### Extrait du document ###
C’est le 27 avril 1848 que l’esclavage a été aboli en France, libérant ainsi des millions de noirs de leurs chaînes dans les colonies. Toutefois, en Guyane Française, certains esclaves n’ont pas attendu cette déclaration pour fuir et profiter de leur liberté. Ces fugitifs étaient appelés par les colons les « marrons ». Parmi eux, il y avait les Bonis de Guyane qui se sont farouchement battus contre l’emprise de l’homme blanc. Ce peuple s’est installé dans la forêt Guyanaise où il a vécu loin de l’oppression.

D’où viennent les Bonis de Guyane ?
L’histoire commence à Surinam qui était, à l’époque, un territoire anglais. Les colons avaient emmené des esclaves venus d’Afrique avec eux pour donner plus de valeur à ces terres et pour les exploiter. Les événements se déroulent vers 1650, à la moitié du XVIIe siècle. C’est en 1667 que cette colonie tombe entre les mains des Hollandais à la suite du traité de Breda. Dans cet accord, les Anglais avaient cédé Surinam contre New Amsterdam qui est aujourd’hui plus connu sous le nom de New York.
### Données fournies ###
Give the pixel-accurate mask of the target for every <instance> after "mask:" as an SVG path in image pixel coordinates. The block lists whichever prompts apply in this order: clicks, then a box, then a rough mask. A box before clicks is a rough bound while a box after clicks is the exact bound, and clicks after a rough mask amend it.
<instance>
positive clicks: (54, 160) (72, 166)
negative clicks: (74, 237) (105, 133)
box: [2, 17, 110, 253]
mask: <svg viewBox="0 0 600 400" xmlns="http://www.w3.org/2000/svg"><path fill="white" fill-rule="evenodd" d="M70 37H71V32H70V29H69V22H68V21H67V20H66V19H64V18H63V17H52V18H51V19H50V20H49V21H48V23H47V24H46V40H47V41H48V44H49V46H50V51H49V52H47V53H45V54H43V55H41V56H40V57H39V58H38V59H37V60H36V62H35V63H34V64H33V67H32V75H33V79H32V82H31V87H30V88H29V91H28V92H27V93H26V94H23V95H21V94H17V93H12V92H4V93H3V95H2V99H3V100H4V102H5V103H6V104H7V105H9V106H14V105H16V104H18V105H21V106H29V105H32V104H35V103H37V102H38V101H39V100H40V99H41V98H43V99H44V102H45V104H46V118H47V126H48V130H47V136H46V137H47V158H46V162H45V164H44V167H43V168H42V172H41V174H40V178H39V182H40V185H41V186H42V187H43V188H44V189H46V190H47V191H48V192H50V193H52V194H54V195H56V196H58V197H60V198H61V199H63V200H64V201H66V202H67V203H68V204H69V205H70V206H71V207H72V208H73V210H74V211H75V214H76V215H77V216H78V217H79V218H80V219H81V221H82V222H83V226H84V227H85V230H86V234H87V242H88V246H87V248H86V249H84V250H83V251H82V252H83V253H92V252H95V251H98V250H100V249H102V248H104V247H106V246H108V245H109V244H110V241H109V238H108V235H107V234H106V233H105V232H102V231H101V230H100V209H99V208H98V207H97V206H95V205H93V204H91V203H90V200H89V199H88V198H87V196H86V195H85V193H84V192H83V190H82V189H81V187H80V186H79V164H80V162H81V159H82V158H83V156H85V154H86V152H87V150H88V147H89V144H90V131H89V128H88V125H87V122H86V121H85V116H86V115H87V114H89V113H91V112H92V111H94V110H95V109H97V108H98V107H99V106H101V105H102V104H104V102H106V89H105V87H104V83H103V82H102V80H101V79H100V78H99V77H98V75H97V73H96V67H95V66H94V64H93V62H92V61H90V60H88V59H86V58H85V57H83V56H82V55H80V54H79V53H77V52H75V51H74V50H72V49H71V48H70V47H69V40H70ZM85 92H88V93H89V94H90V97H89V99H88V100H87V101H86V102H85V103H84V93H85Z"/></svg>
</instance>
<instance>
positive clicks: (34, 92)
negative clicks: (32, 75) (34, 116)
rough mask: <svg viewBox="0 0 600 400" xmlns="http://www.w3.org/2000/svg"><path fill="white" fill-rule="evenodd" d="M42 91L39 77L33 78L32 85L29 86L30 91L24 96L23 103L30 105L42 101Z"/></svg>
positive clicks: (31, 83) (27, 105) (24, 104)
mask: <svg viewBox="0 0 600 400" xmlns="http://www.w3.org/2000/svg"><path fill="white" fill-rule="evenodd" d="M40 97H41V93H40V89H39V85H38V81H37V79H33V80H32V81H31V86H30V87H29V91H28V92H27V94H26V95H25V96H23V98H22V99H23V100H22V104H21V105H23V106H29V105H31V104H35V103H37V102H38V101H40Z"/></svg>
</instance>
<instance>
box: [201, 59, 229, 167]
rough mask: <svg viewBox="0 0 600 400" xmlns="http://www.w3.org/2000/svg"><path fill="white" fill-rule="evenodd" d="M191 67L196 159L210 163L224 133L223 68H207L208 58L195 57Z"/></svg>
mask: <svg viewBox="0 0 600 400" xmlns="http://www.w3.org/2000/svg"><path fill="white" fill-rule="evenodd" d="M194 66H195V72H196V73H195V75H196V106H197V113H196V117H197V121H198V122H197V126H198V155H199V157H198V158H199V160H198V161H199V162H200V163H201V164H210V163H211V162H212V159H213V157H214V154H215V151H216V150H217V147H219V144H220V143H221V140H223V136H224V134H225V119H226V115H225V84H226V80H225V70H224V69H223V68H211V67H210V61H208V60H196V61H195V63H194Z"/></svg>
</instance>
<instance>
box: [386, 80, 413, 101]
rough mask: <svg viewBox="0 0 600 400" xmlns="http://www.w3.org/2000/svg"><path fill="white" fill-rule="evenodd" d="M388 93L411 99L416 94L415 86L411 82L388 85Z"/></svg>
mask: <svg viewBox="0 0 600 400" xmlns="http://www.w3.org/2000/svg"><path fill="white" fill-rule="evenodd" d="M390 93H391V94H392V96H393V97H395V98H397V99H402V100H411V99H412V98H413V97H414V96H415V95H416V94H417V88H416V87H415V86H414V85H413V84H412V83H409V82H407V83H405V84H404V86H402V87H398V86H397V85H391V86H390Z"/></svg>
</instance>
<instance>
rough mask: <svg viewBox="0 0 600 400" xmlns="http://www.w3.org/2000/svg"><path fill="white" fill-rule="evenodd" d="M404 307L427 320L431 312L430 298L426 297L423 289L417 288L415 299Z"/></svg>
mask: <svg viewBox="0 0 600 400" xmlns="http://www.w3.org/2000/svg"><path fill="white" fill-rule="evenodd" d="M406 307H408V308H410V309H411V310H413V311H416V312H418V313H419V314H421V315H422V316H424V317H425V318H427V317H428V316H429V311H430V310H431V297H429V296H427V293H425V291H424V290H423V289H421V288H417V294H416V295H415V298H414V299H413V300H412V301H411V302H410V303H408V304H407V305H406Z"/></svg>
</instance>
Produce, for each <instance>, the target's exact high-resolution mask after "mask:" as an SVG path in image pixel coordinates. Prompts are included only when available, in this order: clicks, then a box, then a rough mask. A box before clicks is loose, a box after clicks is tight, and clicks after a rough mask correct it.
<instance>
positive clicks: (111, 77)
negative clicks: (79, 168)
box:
###
Consignes:
• a. Répondez à ces questions d'après l'extrait sur les Bonis de Guyane :
(i) À quelle date l'esclavage a-t-il été aboli en France ?
(ii) Comment les colons appelaient-ils les esclaves fugitifs ?
(iii) À la suite de quel traité la colonie de Surinam est-elle passée aux Hollandais ?
• b. Relevez toutes les années mentionnées dans l'extrait sur les Bonis de Guyane.
• c. Réécrivez l'extrait sur les Bonis de Guyane en commençant par « C’est le 27 » et en allant jusqu'à « de Guyane ? », avec « colonisateurs » à la place de « colons ».

Corrigé:
• a.
(i) Le 27 avril 1848.
(ii) Les « marrons ».
(iii) Le traité de Breda.

• b. 1848, 1650, 1667

• c.
C’est le 27 avril 1848 que l’esclavage a été aboli en France, libérant ainsi des millions de noirs de leurs chaînes dans les colonies. Toutefois, en Guyane Française, certains esclaves n’ont pas attendu cette déclaration pour fuir et profiter de leur liberté. Ces fugitifs étaient appelés par les colonisateurs les « marrons ». Parmi eux, il y avait les Bonis de Guyane qui se sont farouchement battus contre l’emprise de l’homme blanc. Ce peuple s’est installé dans la forêt Guyanaise où il a vécu loin de l’oppression.

D’où viennent les Bonis de Guyane ?